Тем кто просто пришёл послушать философию я предлагаю сразу же, чтобы не разочаровываться, уйти. Просто потому что здесь не будет слишком много философии. Может быть тут будет что-то ещё. Я не знаю во что это выльется. Я в первый раз провожу такую вещь, но я много думал над этим и хотел поделиться своими соображениями, а также соображениями других преданных, которых я услышал за последнее время и может быть вы поделитесь своими соображениями, если таковые у вас имеются.

(Махарадж читает Бг. 4.13 с комментарием)

Два слова сначала об этом стихе где он появляется в Бхагавад-гите, чтобы понять место всего этого. Собственно мы собрались для того, чтобы понять место системы варнашрамы в ИСККОН. Шрила Прабхупада в бесчисленных комментариях объясняет. систему варнашрамы. Мы все хорошо знаем: брахманы, вайшьи, кшатрии и шудры.

(Строки из коллекции)
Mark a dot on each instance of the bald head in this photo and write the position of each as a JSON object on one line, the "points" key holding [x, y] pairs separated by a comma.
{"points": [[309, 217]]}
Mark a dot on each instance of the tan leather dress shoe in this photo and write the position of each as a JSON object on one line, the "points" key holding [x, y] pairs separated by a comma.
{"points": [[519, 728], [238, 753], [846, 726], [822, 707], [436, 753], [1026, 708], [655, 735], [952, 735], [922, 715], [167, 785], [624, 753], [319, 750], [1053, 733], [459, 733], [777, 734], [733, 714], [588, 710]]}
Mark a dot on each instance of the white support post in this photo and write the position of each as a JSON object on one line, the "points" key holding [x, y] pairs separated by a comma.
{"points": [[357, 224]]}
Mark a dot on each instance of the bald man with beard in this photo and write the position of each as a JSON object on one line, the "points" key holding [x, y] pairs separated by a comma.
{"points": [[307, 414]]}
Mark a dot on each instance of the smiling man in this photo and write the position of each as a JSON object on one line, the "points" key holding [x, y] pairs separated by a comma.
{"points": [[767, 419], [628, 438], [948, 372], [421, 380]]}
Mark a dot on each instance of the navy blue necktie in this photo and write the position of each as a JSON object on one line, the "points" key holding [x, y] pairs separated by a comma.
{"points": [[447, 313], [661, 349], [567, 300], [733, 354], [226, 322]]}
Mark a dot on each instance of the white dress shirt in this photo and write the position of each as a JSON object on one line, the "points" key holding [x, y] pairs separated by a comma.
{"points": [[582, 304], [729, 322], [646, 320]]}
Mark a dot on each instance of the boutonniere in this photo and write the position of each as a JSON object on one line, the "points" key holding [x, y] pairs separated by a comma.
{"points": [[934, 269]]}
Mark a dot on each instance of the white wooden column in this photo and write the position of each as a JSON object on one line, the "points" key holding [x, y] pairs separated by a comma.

**ЧТО НУЖНО СДЕЛАТЬ**
1/ Ответьте по фрагменту о варнашраме:
(a) Кому говорящий советует уйти сразу, чтобы не разочаровываться?
(b) Что читает Махарадж?
(c) Ради чего, по словам говорящего, все собрались?
2/ Продолжите фрагмент о варнашраме с того места, где он обрывается.

**ОТВЕТЫ НА ЗАДАНИЯ**
1/
(a) Тем, кто пришёл просто послушать философию.
(b) Бг. 4.13 с комментарием.
(c) Чтобы понять место системы варнашрамы в ИСККОН.

2/
Разбуди нас ночью, потряси, спроси: - Какие 4 варны? Мы скажем только так. Но пока это ещё остается теорией. Перед тем как Шрила Прабхупада ушёл из этого мира, за несколько месяцев до своей смерти, летом 77 года он уехал в страшно больном состоянии, практически смертельно больной, прикованный к постели, вдруг он сказал своим ученикам: - Я еду в Лондон проповедовать. Отвезите меня в Лондон и дальше я поеду в Америку.

Он приехал в Лондон, побыл там и дальше собирался ехать в Америку, но к сожалению состояние его здоровья не позволило ему это, ему пришлось вернуться в Индию. Через несколько месяцев он ушёл из этого мира. Но когда он приехал в Лондон, когда он сделал эту последнюю попытку отправиться путешествовать, он сказал что я еду для того, чтобы исполнить вторую часть своей миссии; что я сделал только половину миссии, половина моей миссии исполнена, вторая половина осталась незавершенной.
Я хочу поехать в Америку и быстренько создать там варнашрама-дхарму.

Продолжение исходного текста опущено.